# [PROBLEM DETAILS]
Please report every line in the records below that contains the word "shoulder", copying each such line in full.
##############################
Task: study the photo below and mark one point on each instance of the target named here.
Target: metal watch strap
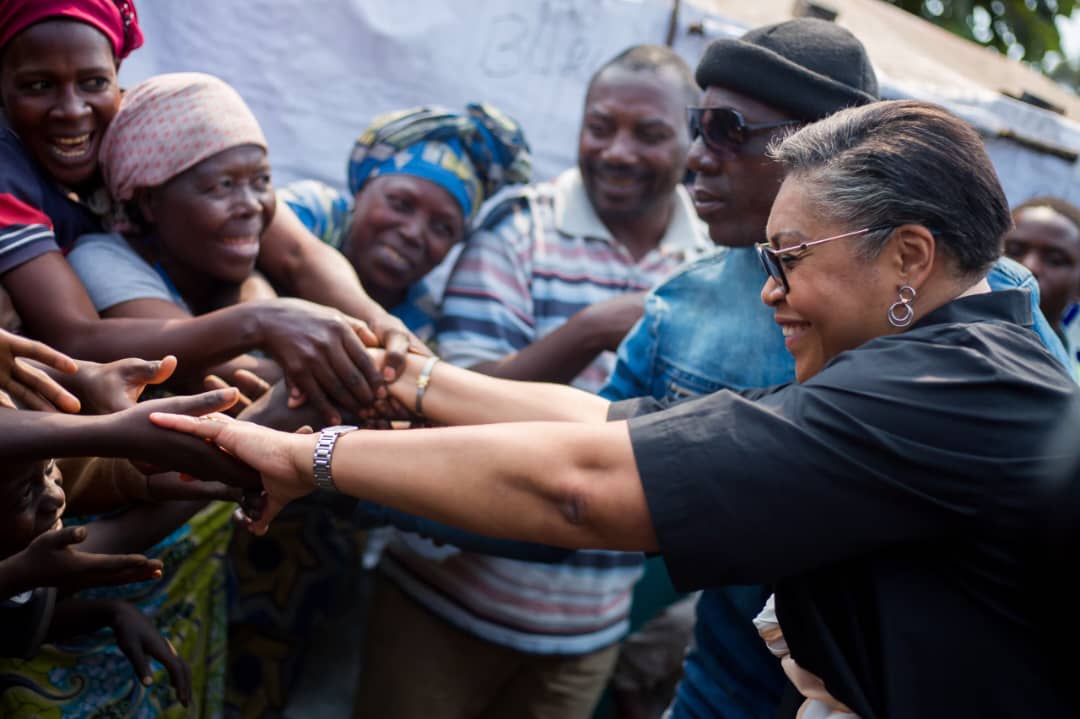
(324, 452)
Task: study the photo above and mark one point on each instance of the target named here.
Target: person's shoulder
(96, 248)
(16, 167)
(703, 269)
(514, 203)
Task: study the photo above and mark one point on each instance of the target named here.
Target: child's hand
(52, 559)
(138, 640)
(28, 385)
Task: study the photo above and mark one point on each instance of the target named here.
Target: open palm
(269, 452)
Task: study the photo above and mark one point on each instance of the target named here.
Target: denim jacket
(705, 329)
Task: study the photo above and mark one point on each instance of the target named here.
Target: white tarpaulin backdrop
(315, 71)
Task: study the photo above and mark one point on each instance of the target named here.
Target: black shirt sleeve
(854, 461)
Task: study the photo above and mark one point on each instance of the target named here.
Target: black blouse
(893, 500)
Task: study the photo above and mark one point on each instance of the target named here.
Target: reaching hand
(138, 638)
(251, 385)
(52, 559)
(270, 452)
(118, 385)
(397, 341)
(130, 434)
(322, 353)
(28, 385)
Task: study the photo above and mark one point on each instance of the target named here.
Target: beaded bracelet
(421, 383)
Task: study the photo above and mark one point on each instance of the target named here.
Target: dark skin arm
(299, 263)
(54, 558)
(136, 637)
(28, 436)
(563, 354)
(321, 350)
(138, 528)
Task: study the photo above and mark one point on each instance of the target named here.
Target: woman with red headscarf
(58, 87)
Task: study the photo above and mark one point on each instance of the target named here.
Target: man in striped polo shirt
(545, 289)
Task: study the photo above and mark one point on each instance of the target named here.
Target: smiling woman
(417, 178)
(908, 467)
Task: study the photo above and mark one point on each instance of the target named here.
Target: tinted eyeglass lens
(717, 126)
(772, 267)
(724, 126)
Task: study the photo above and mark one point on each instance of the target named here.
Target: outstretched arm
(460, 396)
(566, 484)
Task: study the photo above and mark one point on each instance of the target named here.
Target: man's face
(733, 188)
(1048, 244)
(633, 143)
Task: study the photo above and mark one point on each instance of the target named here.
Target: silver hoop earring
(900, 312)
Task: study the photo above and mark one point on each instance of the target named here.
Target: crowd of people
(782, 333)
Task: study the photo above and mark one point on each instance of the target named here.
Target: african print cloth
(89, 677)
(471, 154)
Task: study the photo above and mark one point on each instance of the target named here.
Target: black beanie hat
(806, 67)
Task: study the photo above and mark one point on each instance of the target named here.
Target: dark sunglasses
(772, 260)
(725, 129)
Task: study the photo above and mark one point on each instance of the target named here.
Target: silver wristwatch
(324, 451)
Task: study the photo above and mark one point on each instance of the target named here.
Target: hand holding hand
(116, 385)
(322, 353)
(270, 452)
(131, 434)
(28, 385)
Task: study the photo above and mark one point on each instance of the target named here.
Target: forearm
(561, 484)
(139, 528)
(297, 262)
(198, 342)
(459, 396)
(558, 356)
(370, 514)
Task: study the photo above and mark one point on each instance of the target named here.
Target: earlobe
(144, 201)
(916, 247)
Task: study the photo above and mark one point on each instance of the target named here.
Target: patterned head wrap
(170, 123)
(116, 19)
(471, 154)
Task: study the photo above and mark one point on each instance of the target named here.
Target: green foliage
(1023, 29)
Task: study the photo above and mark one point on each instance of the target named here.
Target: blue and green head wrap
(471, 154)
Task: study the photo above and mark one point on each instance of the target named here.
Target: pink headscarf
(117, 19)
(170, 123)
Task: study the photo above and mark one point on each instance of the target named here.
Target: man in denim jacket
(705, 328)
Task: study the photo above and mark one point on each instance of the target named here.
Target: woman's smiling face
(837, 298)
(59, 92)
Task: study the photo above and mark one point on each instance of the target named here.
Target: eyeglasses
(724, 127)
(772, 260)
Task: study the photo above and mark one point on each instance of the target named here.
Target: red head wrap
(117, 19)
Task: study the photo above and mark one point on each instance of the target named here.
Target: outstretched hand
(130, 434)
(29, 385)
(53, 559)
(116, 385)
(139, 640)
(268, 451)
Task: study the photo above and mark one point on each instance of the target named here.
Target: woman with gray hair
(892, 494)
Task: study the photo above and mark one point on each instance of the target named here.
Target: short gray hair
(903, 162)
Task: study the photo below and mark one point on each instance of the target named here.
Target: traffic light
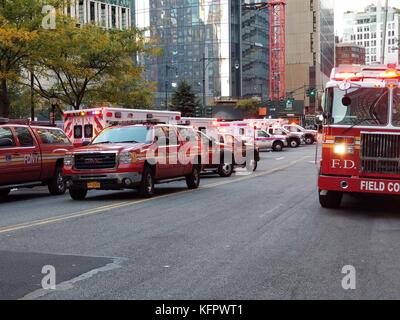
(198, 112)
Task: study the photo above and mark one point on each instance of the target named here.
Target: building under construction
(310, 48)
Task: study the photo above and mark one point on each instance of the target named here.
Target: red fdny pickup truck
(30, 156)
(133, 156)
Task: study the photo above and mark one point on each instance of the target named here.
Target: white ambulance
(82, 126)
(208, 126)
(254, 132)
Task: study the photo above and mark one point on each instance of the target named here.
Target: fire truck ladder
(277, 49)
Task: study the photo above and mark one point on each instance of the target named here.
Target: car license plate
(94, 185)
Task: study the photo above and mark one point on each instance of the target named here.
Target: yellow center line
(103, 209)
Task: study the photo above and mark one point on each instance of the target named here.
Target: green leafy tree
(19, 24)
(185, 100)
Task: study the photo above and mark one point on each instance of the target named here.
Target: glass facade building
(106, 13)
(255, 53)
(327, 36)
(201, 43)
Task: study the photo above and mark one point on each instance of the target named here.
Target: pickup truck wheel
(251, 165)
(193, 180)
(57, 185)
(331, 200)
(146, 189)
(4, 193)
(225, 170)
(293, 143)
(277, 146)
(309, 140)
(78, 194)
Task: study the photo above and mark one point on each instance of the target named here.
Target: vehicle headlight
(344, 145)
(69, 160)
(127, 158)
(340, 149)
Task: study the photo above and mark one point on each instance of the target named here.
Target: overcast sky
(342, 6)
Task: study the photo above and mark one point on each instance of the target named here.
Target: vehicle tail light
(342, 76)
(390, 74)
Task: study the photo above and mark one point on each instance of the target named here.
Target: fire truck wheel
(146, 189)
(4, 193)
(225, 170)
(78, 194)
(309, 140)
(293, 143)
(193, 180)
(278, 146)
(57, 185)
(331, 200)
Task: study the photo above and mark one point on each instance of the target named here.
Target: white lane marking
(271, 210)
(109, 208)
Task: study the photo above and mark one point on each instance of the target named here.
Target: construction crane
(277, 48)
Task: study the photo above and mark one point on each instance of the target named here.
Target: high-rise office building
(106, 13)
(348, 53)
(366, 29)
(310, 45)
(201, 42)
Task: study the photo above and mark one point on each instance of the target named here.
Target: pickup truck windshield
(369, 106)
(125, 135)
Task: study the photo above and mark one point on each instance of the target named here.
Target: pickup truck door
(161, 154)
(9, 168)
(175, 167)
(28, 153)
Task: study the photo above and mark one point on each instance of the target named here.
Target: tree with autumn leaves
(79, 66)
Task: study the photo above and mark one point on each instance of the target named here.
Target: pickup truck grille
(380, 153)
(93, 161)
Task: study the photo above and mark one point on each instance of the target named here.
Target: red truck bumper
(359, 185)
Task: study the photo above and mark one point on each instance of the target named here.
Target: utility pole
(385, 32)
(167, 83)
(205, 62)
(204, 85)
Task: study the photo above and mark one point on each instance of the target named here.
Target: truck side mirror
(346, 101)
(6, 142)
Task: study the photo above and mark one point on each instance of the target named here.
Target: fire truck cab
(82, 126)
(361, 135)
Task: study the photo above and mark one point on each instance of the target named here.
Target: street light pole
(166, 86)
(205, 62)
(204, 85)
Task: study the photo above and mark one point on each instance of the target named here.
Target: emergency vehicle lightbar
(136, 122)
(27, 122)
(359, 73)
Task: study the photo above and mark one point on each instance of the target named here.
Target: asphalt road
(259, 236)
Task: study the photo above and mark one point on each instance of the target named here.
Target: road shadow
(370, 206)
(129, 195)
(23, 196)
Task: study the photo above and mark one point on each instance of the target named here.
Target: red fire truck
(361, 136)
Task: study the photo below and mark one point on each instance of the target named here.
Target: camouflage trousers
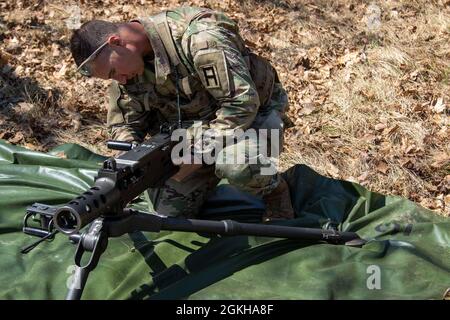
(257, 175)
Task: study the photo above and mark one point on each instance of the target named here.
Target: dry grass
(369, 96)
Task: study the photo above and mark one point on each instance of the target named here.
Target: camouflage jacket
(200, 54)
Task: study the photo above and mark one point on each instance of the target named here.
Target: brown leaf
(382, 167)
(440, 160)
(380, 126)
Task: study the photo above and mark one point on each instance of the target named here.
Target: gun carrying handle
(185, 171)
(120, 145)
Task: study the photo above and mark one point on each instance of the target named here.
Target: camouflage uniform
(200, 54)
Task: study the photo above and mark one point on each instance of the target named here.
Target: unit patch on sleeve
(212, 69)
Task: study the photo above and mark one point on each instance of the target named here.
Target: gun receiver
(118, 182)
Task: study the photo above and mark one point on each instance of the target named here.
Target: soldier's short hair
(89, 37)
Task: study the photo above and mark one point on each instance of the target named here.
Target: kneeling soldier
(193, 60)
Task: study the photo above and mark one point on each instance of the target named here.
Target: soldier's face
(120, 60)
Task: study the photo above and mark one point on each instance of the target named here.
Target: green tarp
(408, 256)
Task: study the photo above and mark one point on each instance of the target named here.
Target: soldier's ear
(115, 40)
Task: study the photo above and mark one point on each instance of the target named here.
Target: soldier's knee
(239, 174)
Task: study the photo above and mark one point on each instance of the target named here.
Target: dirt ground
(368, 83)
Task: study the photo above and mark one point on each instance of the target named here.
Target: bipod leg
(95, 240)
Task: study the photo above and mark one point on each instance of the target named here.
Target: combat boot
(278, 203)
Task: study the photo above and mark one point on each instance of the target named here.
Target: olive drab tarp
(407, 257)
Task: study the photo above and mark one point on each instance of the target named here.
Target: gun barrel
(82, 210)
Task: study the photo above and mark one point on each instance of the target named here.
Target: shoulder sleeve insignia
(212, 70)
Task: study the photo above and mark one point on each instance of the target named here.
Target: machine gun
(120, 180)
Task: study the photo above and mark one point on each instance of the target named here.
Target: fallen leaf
##############################
# [THE COMPLETED TASK]
Target: person's shoulder
Target: shoulder sleeve insignia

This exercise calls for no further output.